**PROBLEM 1**
In the tourism forecast release, how many international visitor arrivals are the Asia Pacific destinations forecast to receive in 2019?
**PROBLEM 2**
Write out everything in the tourism forecast release from "Vietnam will be" down to "foreign arrivals respectively.".

Bangkok, March 19, 2019 – Vietnam is predicted to lead Asia Pacific destinations in terms of its average annual growth rate over the next five years, according to the just released Asia Pacific Visitor Forecasts 2019-2023 Full Report. Following on from the earlier release of the Executive Summary Report, the Full Report delves deeper into origin-destination pairs for 40 Asia Pacific destinations, as well as, where data permit, tourism receipts, and income and price elasticities.
Vietnam will be followed by Papua New Guinea and Lao PDR, each of which have average annual growth rates well in excess of the Asia Pacific average of 5.5% between 2018 and 2023.
Annual Foreign Visitor Growth – 2018 to 2019
The Asia Pacific destinations covered in this report are forecast to receive an aggregate inbound count of close to 728.4 million international visitor arrivals in 2019, over 40 million more than the volume received in 2018. China, Turkey and Hong Kong SAR are predicted to lead the way in 2019 with annual increases of 7.4 million, 4.0 million and 3.7 million foreign arrivals respectively.
Destinations in the Americas register strongly as well, with the USA and Mexico in particular, expected to show annual increases in inbound foreign arrivals of more than 3.3 million and over 1.1 million respectively, for the period.
In terms of origin markets, the major generators of IVAs are forecast to be China, Hong Kong SAR and Korea (ROK) with those three origin markets producing a collective increase of more than 17.3 million additional IVAs into Asia Pacific between 2018 and 2019. In total, seven origin markets will add volume increases of more than one million foreign arrivals each, with the top five all originating in Asia followed by one from the Americas, and one from Europe.
Across the arrivals-generating regions, it is predicted that Asia will account for 69% of the additional volume received by Asia Pacific destinations between 2018 and 2019; Europe will account for 13% and the Americas 12.5%. The Pacific is expected to generate a little more than two percent of the additional IVAs into Asia Pacific between 2018 and 2019.
Among the 25 destinations for which receipts data – and hence forecasts – are available, four destinations are expected to see double-digit increases between 2018 and 2019, with Macao, China leading that charge.
In absolute volume increases however, it is expected that China, the USA and Thailand will see the strongest annual gains in receipts from international tourism between 2018 and 2019, followed by Japan and Malaysia.
In total, between 2018 and 2019, 12 destinations within this group are forecast to see receipt earnings increase by more than one billion US dollars apiece.

**PROVIDED DATA**
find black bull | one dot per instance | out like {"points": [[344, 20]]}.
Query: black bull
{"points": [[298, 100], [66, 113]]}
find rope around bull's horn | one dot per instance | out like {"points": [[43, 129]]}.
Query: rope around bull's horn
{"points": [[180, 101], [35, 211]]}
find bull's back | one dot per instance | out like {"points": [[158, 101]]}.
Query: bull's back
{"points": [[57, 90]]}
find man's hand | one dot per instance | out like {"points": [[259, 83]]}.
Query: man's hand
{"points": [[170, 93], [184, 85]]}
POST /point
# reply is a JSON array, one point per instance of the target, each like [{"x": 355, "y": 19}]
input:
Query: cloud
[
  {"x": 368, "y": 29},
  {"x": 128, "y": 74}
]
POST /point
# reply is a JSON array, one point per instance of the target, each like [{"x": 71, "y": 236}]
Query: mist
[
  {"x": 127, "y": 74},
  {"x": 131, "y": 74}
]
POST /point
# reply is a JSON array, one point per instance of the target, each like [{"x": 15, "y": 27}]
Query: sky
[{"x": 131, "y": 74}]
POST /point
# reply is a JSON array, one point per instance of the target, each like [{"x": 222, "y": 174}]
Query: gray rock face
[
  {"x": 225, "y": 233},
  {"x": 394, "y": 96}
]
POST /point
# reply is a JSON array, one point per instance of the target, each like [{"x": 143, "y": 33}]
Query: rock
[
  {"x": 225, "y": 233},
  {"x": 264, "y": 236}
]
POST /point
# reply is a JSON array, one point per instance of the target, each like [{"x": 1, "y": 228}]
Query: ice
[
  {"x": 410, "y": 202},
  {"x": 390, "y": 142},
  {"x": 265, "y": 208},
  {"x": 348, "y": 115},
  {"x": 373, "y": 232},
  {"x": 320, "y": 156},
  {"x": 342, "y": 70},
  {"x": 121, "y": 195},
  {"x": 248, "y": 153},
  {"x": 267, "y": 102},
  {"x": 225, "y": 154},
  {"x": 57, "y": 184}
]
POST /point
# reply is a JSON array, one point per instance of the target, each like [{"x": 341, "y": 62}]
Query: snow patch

**RESULT 1**
Close to 728.4 million.

**RESULT 2**
Vietnam will be followed by Papua New Guinea and Lao PDR, each of which have average annual growth rates well in excess of the Asia Pacific average of 5.5% between 2018 and 2023.
Annual Foreign Visitor Growth – 2018 to 2019
The Asia Pacific destinations covered in this report are forecast to receive an aggregate inbound count of close to 728.4 million international visitor arrivals in 2019, over 40 million more than the volume received in 2018. China, Turkey and Hong Kong SAR are predicted to lead the way in 2019 with annual increases of 7.4 million, 4.0 million and 3.7 million foreign arrivals respectively.